§ Instructions for the task
Only lines with the word "coordinates" belong in the answer; copy them from the records below.
+ + + +
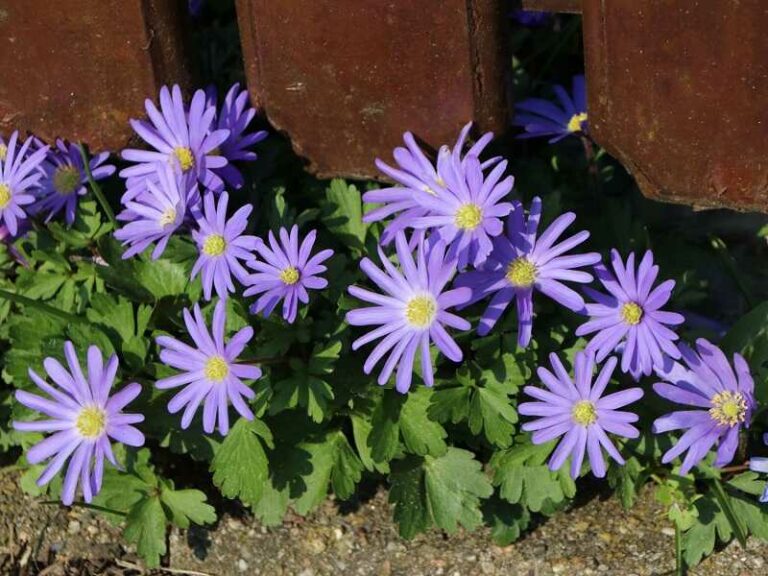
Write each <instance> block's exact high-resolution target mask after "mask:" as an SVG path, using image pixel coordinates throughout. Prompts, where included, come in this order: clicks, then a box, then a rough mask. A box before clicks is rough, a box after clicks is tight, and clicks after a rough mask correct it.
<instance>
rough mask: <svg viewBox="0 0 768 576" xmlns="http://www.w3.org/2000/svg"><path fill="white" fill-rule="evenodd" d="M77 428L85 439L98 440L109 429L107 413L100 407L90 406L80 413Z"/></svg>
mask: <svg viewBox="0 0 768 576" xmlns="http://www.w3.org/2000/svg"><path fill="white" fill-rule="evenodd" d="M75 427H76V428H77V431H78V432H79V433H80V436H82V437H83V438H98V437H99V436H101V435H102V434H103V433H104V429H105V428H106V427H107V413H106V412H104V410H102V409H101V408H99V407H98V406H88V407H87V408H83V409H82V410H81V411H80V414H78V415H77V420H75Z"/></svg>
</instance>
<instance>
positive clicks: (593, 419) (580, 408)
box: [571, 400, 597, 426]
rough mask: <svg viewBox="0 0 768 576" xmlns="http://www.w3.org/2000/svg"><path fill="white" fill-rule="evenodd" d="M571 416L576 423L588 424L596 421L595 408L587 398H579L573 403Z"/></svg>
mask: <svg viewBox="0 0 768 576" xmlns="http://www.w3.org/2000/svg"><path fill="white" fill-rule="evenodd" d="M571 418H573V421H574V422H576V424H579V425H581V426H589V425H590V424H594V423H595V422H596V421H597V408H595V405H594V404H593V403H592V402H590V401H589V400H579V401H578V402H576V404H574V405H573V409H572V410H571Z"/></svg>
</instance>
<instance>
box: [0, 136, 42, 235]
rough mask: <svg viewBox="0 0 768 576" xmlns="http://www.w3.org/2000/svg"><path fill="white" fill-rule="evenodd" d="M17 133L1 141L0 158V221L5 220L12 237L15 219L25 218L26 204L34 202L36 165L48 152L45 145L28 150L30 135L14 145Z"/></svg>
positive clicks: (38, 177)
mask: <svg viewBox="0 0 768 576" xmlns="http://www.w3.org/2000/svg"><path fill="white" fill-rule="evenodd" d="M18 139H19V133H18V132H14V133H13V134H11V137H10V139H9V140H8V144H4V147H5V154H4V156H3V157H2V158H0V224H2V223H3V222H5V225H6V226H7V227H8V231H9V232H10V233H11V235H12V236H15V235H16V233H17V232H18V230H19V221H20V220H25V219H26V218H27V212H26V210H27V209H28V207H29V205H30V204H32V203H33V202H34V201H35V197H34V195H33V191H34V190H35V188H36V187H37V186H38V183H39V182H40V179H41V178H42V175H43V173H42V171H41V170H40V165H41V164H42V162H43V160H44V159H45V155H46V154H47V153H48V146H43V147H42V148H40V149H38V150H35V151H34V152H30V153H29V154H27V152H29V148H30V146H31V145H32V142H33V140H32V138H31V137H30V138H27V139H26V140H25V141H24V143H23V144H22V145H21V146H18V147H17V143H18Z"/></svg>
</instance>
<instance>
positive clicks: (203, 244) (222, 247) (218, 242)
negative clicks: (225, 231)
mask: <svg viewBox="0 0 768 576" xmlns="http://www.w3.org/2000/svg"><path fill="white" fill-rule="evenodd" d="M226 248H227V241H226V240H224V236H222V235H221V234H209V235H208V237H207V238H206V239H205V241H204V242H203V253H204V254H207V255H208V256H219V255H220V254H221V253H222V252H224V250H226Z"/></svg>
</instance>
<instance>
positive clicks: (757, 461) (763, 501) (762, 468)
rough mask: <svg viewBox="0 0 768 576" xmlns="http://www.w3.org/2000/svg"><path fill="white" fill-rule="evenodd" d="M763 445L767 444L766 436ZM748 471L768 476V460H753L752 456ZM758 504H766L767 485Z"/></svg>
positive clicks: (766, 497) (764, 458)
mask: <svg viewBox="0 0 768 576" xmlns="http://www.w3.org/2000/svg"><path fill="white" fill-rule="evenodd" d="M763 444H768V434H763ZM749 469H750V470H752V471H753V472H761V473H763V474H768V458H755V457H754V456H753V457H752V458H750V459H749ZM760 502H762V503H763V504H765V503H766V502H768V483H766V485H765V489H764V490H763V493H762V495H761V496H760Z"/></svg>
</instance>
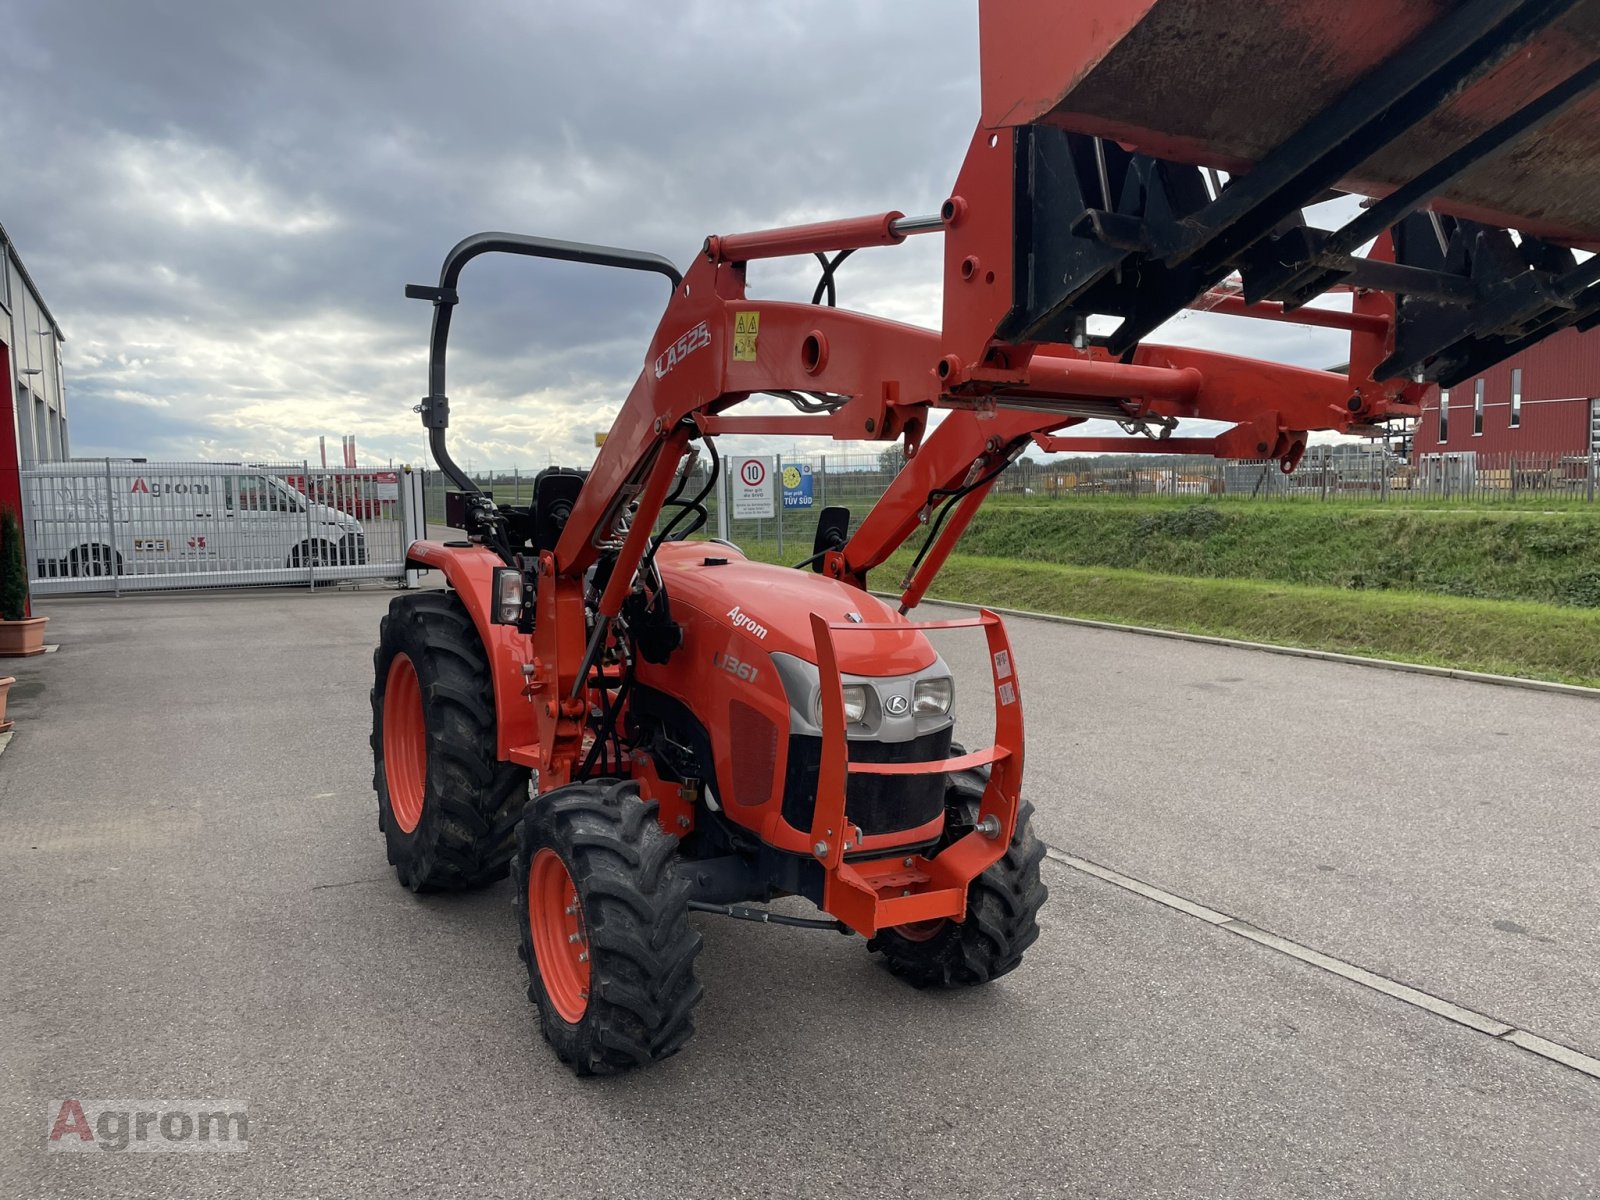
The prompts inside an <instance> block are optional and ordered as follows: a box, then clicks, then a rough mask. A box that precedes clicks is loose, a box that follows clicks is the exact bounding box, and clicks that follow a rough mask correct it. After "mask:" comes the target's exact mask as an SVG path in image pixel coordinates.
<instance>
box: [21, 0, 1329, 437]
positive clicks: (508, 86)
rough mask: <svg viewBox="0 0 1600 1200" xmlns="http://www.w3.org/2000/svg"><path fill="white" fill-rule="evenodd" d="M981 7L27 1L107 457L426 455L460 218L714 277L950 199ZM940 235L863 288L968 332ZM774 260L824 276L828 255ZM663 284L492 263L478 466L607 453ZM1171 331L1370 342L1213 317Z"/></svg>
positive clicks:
+ + + +
§ Solution for this task
Write each <instance> block's exact high-resolution target mask after "mask:" as an SVG path, using image pixel coordinates throughout. Prompts, where included, come in this order: clicks, then a box, then a rough mask. A box before clicks is rough, a box after clicks is tight, and clicks after a rough mask correct it.
The prompts inside an <instance> block are optional and ordered as follows: a box, then clicks, then a rough mask. A box that precedes clicks is loose, a box that follows clicks is the exact bounding box, and clicks that follow a rough mask correct it. After "mask:" comes the target's exact mask as an SVG path in image pixel coordinates.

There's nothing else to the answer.